> _GIVEN PROBLEM_
Write out every line of the entries below as a numbered list, skipping blank lines and leaving the pictures out.

↓↓↓

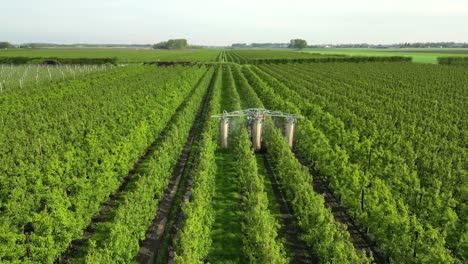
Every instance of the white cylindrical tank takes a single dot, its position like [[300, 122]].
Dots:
[[257, 127], [289, 131], [224, 132]]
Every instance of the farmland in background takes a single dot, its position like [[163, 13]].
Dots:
[[419, 55], [123, 55], [123, 164]]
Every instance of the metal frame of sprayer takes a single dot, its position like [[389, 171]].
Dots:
[[255, 119]]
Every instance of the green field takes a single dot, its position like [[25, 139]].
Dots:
[[124, 55], [418, 55]]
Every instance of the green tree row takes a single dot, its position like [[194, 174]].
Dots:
[[416, 148], [399, 235], [194, 238], [66, 147]]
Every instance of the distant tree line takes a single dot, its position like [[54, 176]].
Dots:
[[172, 44], [297, 44], [294, 44], [397, 45], [5, 45]]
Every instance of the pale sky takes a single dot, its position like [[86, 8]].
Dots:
[[220, 22]]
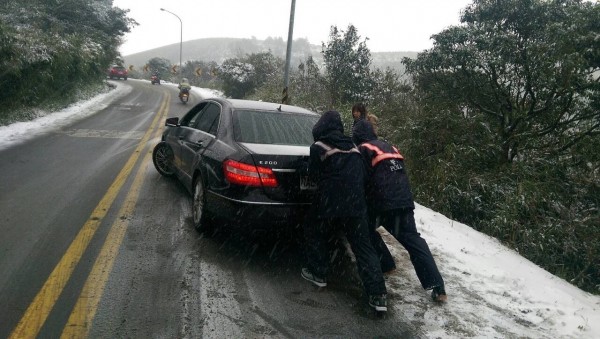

↑↑↑

> _TASK ANSWER_
1. Every instance of the white cylindrical tank takes a single dot, its position like [[300, 122]].
2. Dots:
3. [[257, 127], [289, 131], [224, 132]]
4. Every instance of the farmland in background takes a single dot, its position like [[163, 13]].
5. Dots:
6. [[419, 55], [123, 55], [123, 164]]
7. Every instance of the metal frame of sprayer takes a single dot, its position like [[389, 171]].
8. Dots:
9. [[255, 119]]
10. Every instance of the green field takes a single dot, its position like [[25, 139]].
11. Dots:
12. [[124, 55], [418, 55]]
13. Every instance of the green tree row takes a single dot, its position like [[194, 174]].
14. Dots:
15. [[416, 148], [399, 235], [194, 238], [66, 147]]
16. Every instance of the distant tree line takes a single dot, its position like [[54, 176]].
17. Dots:
18. [[172, 44], [297, 44], [294, 44], [397, 45], [5, 45]]
19. Every instance of the pale sky takes a single dot, its position like [[86, 8]].
20. Dots:
21. [[220, 22]]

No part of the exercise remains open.